● **YOUR GOAL**
Can you return the part of the text on weighing risk and investing from "This question varies" to "field to navigate.", word for word?

● **TEXT FOR ANALYSIS**

For instance, if you’re applying to jobs and you see that they’re looking for applicants with experience you don’t have, the pessimist won’t even bother applying at all, disqualifying themself before the race even begins, despite having virtually nothing to lose. To “air on the side of boldness” would be good advice for this individual but bad advice for the guy who’s feeling tempted by the “business offer” from the old classmate he hasn’t spoken to in years. The latter has stuff to lose.

When navigating your way through choices and opportunities, rather than asking “is it better to be optimistic or pessimistic”, a much better (but deceptively simple-sounding) question to ask is this:

What do I stand to lose and what do I stand to gain from taking this action?  

This question varies tremendously in difficulty to answer depending on what you’re trying to accomplish. Large insurance companies pay big money for actuaries whose sole job it is to answer these types of questions.

This principle holds doubly true for how you should invest your money—a particularly tricky question when factoring in all of the variables.

Of course, you should only invest in what you know and avoid speculative bets. And of course, the average person would probably be better off investing in a few carefully selected index funds and holding cash than they would trying to beat the market.  But even with this approach, there are risks, opportunity costs and externalities to consider. “Playing it safe” is a deceptively tough field to navigate.

We don’t know what the market will look like in 20 years. Are we living in a market bubble? Probably. Is the S&P 500 price overinflated from the fed printing money and holding interest rates at exceedingly low levels since the housing crash? Probably. Will the market continue to grow at a consistent rate of 7-8% a year for the remainder of your life? I have no clue. Will the Austrian’s be proven right and will all this demand-side, modern monetary theory-driven policy cause overexpansion and misallocation of resources that lead to something far worse than in ‘08?  I have no clue.

● **INFORMATION SHOWN**
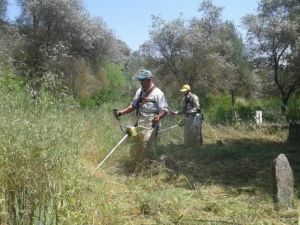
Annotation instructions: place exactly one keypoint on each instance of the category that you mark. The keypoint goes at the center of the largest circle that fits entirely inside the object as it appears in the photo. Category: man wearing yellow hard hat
(190, 107)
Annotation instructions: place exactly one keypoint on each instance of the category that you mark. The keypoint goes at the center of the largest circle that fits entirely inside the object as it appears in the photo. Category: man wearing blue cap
(151, 106)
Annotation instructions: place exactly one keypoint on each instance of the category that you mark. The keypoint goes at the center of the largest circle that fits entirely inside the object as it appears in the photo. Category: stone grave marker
(284, 182)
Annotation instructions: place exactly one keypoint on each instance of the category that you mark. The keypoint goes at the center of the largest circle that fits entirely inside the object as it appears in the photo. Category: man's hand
(174, 113)
(155, 120)
(117, 114)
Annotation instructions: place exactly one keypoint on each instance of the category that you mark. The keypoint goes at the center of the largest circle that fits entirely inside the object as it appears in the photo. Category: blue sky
(130, 20)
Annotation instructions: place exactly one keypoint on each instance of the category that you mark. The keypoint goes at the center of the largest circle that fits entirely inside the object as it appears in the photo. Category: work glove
(155, 121)
(117, 114)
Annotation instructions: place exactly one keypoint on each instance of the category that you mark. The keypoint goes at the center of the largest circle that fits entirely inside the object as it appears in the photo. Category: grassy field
(49, 151)
(226, 181)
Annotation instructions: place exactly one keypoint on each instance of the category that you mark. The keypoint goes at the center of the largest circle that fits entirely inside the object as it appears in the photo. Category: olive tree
(59, 34)
(190, 52)
(272, 37)
(3, 5)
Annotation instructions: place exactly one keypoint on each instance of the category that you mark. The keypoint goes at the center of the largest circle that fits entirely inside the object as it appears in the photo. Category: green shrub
(218, 109)
(294, 108)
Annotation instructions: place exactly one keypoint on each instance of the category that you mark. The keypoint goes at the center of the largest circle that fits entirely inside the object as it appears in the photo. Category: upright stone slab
(284, 182)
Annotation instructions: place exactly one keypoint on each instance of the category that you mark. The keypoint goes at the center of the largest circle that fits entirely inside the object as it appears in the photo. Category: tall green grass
(49, 150)
(41, 144)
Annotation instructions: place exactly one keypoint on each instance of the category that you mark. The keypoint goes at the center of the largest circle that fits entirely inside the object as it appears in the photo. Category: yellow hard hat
(185, 88)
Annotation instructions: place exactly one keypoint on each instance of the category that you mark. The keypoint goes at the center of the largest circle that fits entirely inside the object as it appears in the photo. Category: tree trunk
(233, 102)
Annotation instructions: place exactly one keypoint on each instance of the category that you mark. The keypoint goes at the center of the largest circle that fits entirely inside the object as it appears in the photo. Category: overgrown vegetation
(61, 74)
(49, 151)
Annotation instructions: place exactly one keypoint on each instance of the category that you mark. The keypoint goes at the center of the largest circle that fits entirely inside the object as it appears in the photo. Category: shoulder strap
(142, 97)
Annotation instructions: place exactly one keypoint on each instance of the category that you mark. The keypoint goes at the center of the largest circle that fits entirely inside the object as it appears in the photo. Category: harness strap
(143, 98)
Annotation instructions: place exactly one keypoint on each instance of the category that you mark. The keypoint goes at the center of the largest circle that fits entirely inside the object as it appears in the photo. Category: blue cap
(144, 75)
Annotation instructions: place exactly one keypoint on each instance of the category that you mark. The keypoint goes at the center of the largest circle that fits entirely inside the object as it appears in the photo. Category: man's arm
(129, 109)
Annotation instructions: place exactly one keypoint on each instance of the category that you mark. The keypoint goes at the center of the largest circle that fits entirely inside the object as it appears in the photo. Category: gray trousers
(193, 130)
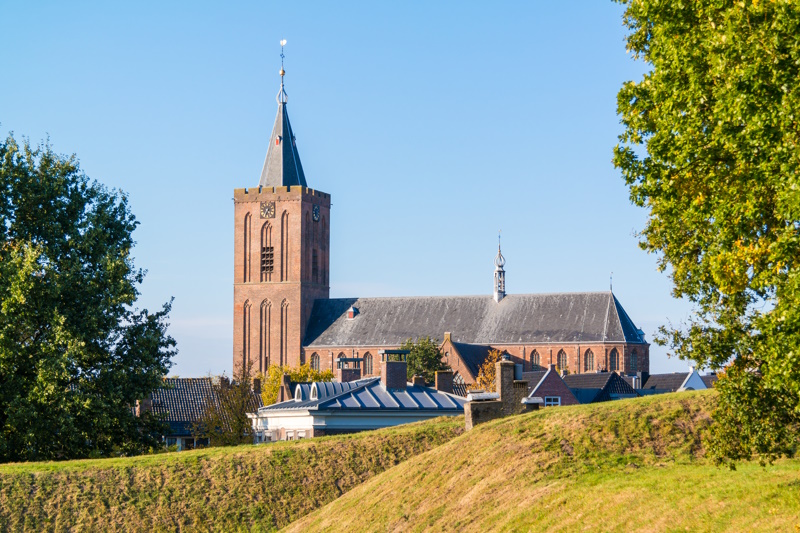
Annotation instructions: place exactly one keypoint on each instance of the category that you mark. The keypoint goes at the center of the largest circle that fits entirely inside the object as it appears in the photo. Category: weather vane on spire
(282, 96)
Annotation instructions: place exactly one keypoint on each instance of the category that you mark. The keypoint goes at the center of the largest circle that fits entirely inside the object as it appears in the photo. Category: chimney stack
(394, 369)
(444, 381)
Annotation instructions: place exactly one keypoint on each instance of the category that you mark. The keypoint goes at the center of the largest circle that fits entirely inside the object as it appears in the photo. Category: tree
(710, 148)
(424, 358)
(300, 374)
(224, 420)
(74, 353)
(487, 372)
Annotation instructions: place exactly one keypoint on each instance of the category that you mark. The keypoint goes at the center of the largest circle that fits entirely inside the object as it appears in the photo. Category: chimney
(444, 381)
(394, 374)
(348, 369)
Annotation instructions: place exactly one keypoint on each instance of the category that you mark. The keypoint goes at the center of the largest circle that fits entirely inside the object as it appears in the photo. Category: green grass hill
(246, 488)
(632, 465)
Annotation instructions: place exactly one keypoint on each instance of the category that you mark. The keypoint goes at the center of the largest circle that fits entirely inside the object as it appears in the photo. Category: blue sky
(433, 125)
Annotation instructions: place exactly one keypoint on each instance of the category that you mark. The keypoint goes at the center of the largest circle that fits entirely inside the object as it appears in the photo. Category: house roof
(370, 395)
(598, 387)
(517, 318)
(671, 382)
(182, 401)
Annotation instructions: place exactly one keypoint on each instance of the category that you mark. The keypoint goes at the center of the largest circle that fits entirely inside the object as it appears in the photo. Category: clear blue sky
(433, 125)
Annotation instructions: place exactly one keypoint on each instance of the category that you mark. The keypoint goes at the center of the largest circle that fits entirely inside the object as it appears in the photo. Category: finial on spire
(499, 273)
(282, 96)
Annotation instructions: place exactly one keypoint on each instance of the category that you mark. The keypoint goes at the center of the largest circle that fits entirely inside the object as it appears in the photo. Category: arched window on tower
(367, 364)
(613, 360)
(246, 333)
(588, 361)
(263, 335)
(536, 360)
(563, 362)
(267, 253)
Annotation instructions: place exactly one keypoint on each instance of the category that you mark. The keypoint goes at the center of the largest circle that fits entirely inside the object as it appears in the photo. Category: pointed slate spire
(282, 165)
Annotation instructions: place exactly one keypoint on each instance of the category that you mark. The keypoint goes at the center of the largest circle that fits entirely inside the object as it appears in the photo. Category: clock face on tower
(267, 209)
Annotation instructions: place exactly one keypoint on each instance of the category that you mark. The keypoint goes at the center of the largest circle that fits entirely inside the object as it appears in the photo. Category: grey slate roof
(599, 387)
(181, 401)
(709, 380)
(517, 318)
(665, 382)
(369, 395)
(282, 165)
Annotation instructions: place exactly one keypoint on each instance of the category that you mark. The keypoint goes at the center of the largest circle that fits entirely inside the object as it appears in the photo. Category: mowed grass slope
(246, 488)
(631, 465)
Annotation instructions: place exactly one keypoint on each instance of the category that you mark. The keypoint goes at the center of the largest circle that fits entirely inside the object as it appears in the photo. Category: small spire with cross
(282, 96)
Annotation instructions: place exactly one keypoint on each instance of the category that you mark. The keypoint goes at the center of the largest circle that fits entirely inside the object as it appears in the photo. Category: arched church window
(536, 360)
(267, 252)
(613, 360)
(588, 361)
(246, 249)
(563, 362)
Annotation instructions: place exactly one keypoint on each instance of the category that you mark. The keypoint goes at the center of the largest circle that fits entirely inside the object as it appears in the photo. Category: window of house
(267, 259)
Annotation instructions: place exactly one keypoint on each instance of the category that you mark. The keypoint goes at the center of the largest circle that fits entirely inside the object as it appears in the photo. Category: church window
(536, 360)
(246, 248)
(588, 361)
(267, 253)
(562, 360)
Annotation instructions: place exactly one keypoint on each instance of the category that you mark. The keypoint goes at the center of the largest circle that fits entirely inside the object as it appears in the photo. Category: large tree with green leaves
(711, 148)
(74, 353)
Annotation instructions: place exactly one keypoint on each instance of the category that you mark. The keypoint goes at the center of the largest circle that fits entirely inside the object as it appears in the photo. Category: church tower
(281, 247)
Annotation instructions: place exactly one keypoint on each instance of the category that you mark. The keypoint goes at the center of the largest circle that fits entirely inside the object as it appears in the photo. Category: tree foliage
(488, 371)
(424, 358)
(710, 148)
(224, 420)
(74, 355)
(303, 373)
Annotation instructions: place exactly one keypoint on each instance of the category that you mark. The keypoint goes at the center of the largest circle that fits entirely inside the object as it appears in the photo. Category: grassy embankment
(632, 465)
(246, 488)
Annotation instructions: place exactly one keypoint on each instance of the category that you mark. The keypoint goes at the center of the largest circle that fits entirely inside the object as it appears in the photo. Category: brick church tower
(281, 247)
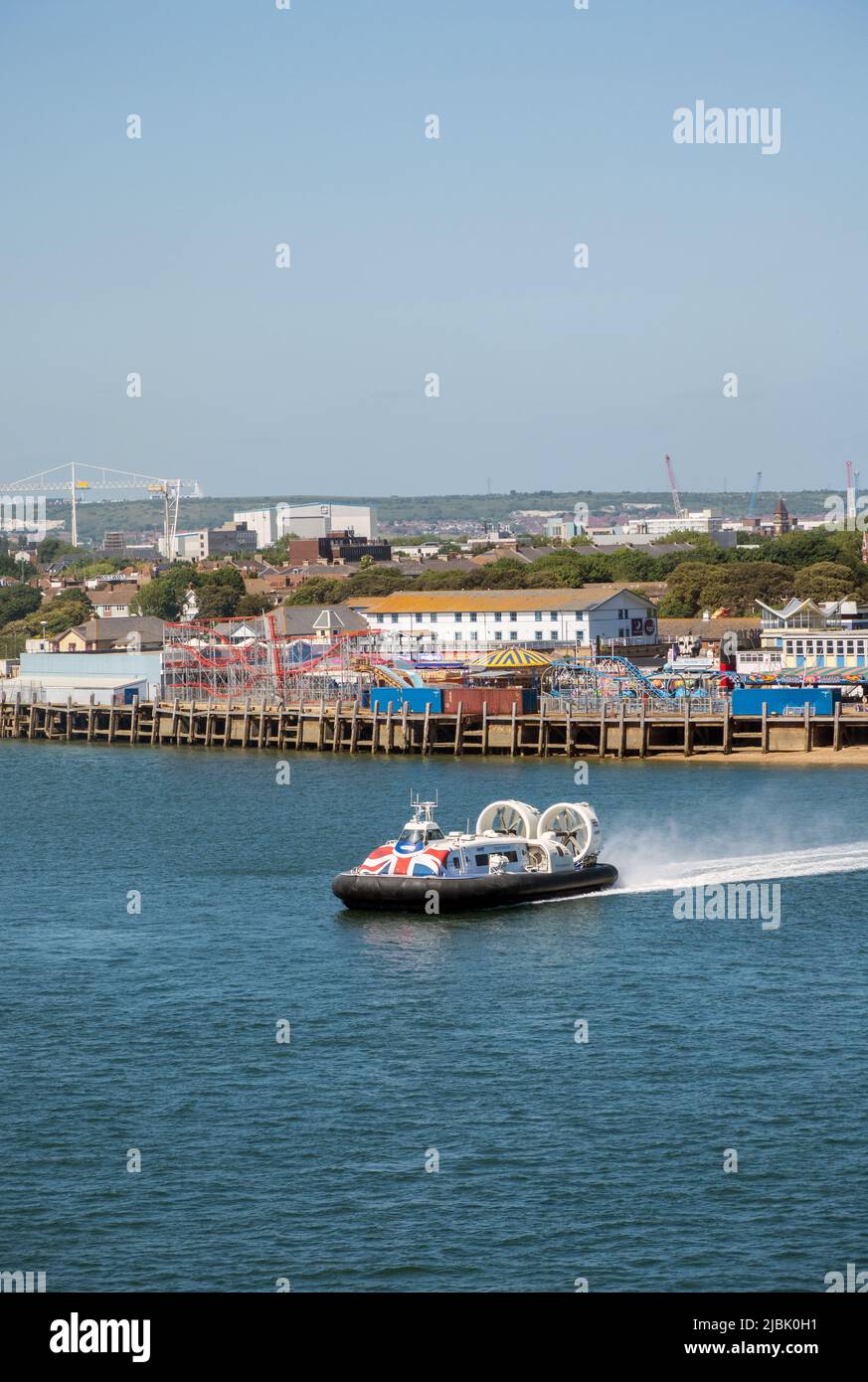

● **FINAL ANSWER**
This question varies tremendously in difficulty to answer depending on what you’re trying to accomplish. Large insurance companies pay big money for actuaries whose sole job it is to answer these types of questions.

This principle holds doubly true for how you should invest your money—a particularly tricky question when factoring in all of the variables.

Of course, you should only invest in what you know and avoid speculative bets. And of course, the average person would probably be better off investing in a few carefully selected index funds and holding cash than they would trying to beat the market.  But even with this approach, there are risks, opportunity costs and externalities to consider. “Playing it safe” is a deceptively tough field to navigate.